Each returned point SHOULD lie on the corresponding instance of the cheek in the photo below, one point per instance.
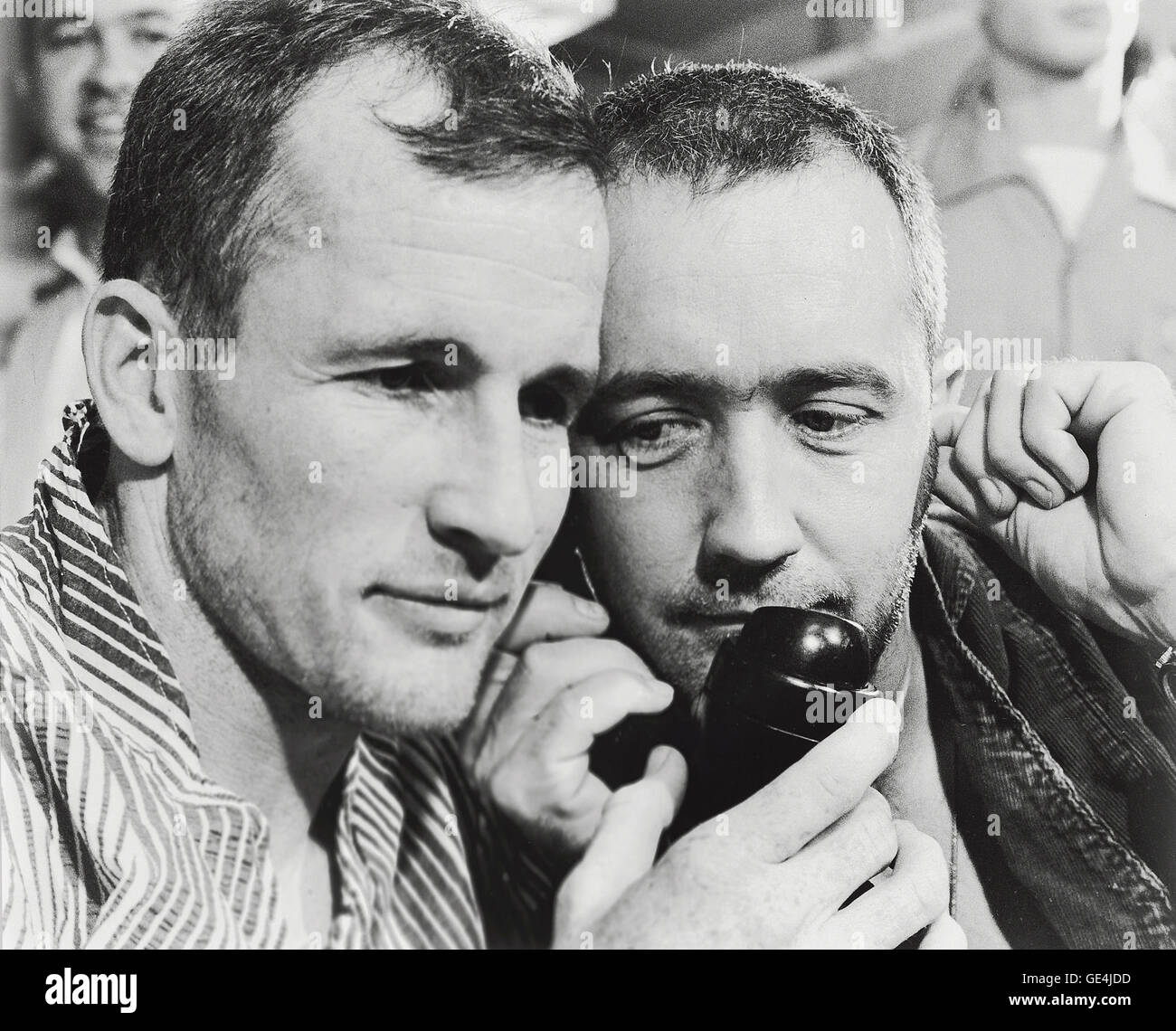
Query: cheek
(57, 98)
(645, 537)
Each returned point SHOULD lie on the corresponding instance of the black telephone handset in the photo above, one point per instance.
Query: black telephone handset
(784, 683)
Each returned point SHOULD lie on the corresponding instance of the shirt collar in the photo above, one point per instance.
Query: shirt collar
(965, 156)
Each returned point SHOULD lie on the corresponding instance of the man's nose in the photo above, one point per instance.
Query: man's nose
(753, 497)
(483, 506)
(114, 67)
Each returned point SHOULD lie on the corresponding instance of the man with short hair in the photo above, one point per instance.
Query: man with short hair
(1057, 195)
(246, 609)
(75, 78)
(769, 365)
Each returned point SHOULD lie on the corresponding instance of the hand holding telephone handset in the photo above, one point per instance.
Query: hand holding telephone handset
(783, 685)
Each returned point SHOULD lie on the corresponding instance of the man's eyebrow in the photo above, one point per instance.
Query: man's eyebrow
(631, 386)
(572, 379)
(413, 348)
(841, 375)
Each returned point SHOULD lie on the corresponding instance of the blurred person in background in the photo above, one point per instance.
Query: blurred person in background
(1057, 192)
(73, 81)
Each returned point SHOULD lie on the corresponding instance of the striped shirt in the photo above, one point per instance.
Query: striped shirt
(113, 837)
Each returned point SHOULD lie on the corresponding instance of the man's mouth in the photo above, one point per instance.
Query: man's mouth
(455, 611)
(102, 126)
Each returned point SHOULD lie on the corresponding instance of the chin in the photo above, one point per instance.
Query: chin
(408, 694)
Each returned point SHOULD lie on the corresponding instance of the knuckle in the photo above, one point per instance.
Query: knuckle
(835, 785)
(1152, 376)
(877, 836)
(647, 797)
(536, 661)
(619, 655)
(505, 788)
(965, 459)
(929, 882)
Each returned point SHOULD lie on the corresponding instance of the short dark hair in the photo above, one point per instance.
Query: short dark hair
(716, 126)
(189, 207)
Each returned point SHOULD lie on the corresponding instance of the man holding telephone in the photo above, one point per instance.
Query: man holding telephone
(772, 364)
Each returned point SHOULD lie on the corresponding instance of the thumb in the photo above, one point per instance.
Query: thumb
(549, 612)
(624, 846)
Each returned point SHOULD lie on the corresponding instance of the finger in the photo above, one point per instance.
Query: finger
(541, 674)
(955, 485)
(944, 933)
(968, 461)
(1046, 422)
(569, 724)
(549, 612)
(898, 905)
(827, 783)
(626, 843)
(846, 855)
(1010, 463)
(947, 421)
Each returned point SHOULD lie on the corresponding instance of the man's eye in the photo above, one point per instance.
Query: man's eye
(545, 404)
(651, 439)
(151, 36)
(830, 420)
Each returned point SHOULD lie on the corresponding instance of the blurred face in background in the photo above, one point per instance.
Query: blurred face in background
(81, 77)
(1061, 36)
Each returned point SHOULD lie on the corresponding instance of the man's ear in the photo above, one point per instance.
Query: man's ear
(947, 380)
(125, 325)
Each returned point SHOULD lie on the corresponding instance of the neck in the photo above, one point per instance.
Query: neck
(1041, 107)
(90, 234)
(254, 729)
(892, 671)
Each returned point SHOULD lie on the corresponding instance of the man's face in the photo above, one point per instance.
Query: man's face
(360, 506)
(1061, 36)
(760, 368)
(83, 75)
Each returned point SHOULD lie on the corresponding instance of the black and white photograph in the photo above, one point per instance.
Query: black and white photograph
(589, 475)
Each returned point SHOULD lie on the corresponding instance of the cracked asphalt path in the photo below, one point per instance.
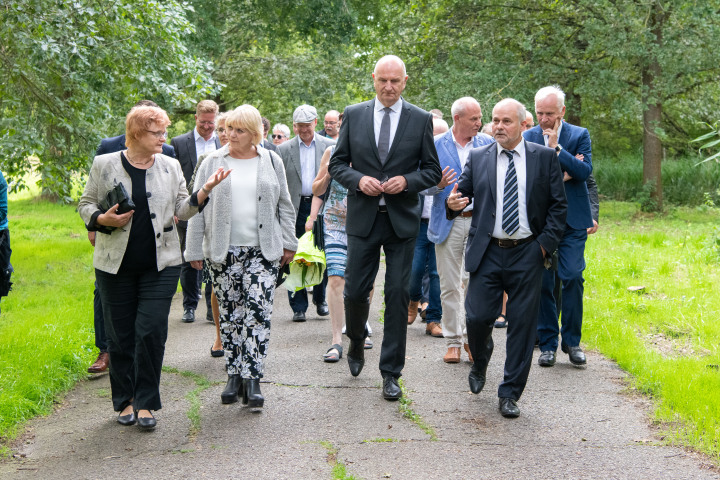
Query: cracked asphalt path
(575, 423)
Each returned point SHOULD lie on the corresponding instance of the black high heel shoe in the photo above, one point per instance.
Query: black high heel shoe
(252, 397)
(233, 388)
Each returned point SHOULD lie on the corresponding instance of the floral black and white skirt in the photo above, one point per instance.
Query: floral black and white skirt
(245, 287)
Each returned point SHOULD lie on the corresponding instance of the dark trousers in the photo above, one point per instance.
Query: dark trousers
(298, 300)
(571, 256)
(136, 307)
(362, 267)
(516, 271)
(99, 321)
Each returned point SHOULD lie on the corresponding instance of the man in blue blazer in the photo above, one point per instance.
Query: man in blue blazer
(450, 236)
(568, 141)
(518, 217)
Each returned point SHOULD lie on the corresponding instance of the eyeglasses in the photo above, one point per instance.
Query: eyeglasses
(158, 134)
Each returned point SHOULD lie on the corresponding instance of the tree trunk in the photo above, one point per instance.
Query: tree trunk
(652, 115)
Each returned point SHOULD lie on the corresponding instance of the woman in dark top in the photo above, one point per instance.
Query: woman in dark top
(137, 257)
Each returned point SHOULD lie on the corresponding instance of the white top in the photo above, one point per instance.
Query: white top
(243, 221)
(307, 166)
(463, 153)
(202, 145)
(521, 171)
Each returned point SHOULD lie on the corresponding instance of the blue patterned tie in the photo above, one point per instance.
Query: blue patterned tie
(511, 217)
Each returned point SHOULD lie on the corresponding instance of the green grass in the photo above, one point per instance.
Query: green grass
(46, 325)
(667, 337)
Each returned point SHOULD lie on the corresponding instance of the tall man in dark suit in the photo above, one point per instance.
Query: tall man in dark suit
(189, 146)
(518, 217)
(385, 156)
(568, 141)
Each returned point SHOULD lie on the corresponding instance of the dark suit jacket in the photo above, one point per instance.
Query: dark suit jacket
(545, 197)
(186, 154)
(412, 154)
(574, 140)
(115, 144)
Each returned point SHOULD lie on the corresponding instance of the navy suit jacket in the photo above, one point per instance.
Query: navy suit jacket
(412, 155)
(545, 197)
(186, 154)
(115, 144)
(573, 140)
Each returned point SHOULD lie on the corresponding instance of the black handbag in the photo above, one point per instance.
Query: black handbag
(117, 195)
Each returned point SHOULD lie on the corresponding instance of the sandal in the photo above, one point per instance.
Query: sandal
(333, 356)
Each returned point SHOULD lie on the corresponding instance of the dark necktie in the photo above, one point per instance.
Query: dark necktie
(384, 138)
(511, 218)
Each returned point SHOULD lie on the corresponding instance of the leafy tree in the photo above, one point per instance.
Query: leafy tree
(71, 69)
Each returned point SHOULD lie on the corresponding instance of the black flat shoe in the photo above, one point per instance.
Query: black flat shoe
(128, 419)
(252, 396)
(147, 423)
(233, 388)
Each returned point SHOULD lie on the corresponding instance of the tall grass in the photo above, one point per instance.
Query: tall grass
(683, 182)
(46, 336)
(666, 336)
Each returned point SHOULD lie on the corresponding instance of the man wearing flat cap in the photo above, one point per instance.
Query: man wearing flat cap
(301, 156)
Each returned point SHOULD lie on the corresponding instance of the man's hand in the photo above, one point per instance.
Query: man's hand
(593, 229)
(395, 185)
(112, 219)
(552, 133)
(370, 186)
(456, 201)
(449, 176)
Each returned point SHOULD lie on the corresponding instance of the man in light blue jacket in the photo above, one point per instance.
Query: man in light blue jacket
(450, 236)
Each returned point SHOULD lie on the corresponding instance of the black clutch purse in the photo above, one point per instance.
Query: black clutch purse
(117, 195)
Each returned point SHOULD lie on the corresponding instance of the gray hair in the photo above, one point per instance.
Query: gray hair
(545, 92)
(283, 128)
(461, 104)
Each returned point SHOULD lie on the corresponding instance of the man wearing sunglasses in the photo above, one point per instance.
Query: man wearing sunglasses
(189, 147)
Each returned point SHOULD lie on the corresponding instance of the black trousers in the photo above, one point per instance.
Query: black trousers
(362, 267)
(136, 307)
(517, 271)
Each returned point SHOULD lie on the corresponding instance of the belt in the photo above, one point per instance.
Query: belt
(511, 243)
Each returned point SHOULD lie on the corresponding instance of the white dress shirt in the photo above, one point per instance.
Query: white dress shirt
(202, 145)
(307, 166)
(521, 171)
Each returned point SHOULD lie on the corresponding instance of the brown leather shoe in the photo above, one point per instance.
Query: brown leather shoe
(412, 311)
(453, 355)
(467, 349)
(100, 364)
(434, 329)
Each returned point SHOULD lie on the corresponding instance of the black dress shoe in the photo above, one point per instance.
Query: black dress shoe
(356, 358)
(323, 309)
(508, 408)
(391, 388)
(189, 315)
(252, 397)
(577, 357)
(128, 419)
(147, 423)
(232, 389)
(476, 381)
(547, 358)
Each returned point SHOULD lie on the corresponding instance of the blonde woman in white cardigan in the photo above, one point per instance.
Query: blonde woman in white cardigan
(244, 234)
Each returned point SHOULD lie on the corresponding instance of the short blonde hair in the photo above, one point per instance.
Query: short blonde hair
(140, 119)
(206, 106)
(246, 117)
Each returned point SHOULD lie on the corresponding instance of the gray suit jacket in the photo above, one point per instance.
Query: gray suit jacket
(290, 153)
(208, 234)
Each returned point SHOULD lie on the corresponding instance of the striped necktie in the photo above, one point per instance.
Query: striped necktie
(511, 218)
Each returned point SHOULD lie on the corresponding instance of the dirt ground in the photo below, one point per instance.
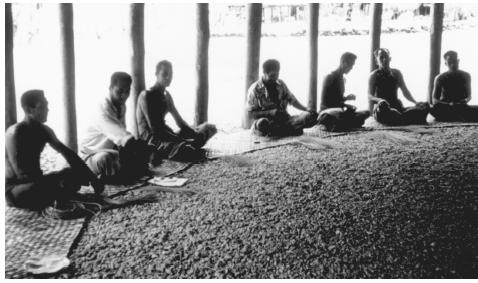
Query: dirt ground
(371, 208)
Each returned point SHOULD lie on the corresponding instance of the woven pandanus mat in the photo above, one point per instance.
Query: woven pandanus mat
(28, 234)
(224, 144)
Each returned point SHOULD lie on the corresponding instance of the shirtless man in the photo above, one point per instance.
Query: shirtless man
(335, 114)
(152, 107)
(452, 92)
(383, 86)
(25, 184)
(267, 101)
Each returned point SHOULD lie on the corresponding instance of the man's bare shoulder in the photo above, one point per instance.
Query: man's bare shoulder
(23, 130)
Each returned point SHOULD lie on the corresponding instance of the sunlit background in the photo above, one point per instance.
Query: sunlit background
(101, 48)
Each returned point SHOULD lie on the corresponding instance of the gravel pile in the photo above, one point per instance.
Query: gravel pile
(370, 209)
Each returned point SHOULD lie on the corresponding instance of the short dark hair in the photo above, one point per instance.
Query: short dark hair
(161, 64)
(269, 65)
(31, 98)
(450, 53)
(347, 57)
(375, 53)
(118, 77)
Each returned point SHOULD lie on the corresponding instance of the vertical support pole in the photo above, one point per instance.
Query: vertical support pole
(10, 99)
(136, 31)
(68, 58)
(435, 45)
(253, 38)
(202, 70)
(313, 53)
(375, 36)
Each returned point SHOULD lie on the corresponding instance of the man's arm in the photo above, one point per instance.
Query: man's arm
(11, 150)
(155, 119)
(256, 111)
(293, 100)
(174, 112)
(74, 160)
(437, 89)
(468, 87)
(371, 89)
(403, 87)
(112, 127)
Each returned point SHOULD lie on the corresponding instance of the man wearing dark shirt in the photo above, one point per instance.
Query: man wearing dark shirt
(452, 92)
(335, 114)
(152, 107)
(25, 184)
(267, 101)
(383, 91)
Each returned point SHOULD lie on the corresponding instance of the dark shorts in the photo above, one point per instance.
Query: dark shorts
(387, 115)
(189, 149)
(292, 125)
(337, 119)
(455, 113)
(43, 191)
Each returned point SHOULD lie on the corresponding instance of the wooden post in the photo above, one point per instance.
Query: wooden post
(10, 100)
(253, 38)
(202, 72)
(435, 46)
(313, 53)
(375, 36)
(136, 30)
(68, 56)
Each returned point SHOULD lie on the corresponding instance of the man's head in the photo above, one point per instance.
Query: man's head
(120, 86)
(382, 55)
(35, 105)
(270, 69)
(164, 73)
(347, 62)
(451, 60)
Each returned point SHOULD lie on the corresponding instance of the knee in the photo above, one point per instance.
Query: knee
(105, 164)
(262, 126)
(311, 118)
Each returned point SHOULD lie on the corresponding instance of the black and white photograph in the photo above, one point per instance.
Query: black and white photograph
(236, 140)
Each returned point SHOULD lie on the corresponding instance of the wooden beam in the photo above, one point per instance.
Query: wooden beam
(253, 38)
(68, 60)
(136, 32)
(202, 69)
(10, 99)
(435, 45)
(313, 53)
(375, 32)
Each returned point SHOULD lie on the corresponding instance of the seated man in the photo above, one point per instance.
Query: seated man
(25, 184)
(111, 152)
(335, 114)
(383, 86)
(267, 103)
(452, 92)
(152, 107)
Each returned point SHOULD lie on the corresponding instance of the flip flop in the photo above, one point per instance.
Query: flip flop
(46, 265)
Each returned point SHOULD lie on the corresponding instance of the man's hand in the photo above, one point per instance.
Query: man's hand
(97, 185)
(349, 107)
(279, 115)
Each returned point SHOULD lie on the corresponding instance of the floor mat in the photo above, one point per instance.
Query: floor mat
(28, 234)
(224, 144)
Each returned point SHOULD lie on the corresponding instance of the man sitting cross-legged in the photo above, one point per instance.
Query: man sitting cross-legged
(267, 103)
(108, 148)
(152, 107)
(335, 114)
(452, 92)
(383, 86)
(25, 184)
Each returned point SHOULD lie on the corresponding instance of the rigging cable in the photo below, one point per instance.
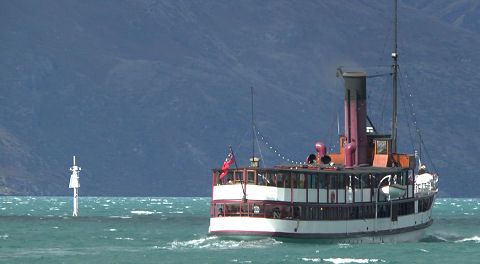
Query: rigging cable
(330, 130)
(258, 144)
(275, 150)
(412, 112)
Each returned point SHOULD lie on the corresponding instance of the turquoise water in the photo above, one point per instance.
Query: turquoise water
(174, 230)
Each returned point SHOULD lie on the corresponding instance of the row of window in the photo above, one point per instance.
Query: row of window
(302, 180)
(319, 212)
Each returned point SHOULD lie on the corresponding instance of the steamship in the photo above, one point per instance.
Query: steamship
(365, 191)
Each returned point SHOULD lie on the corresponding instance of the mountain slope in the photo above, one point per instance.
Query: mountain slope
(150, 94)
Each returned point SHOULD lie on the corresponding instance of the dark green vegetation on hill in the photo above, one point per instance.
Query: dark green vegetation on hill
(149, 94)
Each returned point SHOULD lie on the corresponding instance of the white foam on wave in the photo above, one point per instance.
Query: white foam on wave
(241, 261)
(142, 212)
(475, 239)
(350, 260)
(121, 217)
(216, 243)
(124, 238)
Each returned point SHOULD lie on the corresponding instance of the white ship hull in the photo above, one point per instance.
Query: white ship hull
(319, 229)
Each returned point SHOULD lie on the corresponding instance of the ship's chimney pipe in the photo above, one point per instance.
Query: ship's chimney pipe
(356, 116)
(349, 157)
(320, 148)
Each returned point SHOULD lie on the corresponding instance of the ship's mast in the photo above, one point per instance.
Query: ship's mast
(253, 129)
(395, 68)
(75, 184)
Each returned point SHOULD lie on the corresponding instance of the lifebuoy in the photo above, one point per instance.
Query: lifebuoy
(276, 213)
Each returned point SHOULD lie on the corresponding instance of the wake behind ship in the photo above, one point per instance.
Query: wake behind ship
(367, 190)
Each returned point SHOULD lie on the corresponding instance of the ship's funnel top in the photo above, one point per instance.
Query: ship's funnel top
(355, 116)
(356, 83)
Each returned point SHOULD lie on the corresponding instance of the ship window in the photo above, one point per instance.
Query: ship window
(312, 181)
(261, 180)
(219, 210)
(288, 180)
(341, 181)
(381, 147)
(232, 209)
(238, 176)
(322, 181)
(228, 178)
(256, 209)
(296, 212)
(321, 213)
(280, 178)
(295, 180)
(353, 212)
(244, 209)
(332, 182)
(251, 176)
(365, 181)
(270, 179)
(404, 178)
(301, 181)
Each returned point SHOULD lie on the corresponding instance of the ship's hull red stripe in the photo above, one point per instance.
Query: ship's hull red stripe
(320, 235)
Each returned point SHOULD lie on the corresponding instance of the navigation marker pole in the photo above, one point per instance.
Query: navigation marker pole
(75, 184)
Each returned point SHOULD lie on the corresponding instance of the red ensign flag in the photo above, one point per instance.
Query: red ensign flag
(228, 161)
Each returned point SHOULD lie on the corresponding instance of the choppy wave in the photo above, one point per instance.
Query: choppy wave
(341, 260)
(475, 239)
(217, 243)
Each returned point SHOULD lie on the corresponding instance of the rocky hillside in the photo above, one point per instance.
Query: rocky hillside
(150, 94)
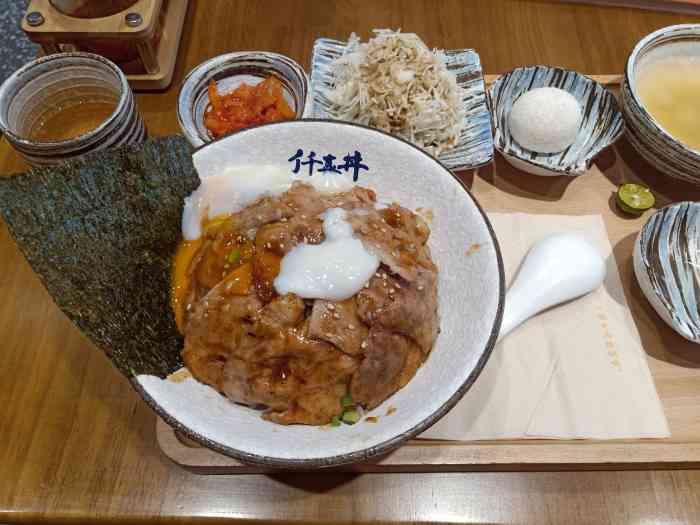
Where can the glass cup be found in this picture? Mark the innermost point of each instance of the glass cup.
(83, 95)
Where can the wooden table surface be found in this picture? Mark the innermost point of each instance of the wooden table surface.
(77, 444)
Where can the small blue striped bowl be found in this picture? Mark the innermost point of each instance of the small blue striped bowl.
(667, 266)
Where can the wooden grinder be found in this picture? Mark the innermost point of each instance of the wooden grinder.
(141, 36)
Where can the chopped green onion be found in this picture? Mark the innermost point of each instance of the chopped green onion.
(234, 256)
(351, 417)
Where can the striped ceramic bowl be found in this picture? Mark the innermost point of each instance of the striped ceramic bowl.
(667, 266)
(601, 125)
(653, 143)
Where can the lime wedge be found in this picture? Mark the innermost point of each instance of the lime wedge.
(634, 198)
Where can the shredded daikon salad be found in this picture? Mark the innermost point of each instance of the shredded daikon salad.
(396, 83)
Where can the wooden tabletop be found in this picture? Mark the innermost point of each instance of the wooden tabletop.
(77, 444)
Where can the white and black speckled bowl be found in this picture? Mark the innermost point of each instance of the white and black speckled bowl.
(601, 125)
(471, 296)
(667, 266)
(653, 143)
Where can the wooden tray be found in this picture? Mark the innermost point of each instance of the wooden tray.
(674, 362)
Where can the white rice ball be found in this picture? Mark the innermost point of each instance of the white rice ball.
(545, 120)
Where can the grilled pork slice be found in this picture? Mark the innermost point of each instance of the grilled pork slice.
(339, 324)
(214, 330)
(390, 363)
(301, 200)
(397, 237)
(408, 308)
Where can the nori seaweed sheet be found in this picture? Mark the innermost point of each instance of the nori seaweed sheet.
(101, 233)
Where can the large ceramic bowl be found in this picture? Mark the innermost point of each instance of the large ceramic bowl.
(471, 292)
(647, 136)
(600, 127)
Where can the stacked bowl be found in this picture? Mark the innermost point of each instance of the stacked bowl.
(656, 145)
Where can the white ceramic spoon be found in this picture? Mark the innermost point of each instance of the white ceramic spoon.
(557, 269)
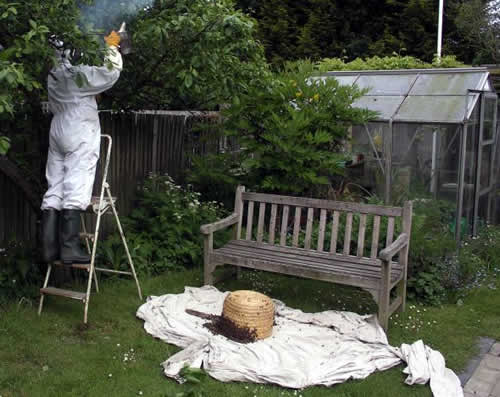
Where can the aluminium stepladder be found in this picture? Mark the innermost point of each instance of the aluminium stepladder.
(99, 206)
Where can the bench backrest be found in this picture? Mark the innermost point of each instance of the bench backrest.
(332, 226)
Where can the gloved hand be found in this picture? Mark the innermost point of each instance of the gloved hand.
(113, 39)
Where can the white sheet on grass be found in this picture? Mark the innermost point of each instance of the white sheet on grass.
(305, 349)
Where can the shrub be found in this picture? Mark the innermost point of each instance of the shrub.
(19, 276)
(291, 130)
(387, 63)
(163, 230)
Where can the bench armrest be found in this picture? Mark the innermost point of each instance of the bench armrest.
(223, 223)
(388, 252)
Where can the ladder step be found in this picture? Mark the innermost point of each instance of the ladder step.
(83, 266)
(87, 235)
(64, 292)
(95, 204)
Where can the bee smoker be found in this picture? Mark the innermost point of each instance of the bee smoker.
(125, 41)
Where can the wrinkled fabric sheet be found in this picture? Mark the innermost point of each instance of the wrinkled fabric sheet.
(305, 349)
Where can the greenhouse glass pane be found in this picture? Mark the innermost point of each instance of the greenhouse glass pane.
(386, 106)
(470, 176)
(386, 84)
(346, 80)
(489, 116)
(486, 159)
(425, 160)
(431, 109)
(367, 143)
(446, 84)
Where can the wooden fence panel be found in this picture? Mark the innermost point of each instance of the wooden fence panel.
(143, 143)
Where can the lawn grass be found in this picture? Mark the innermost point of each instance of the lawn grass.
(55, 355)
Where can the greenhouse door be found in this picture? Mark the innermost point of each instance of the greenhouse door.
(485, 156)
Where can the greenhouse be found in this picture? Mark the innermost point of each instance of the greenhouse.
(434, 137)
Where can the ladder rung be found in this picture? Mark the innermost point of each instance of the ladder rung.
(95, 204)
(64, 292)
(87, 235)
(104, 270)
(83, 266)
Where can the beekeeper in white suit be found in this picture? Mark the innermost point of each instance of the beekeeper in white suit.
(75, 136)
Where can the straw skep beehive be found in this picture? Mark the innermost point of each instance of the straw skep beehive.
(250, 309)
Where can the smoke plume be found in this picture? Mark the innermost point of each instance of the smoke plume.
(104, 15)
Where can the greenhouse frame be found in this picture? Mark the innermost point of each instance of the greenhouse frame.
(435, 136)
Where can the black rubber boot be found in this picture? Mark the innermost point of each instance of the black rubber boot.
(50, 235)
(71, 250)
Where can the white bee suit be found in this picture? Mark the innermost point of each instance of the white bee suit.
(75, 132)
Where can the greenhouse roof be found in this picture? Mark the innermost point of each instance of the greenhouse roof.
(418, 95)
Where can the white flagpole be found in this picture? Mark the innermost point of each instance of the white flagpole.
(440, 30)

= = = =

**INSTRUCTIONS FOR THE TASK**. Collect every line with the string "below" from the records, and copy each.

**SOLVED EXERCISE**.
Each returned point SHOULD lie on the corresponding instance of the cheek in the photo below, one point per instance.
Each returned point SHOULD lie on the corresponding instance of the cracked asphalt path in the photo below, one point per instance.
Each returned point SHOULD lie on the corresponding instance of the dirt ground in the photo below, one point per instance.
Each returned point SHOULD lie on the corresponding instance of the rigging cable in the photo below, one point per instance.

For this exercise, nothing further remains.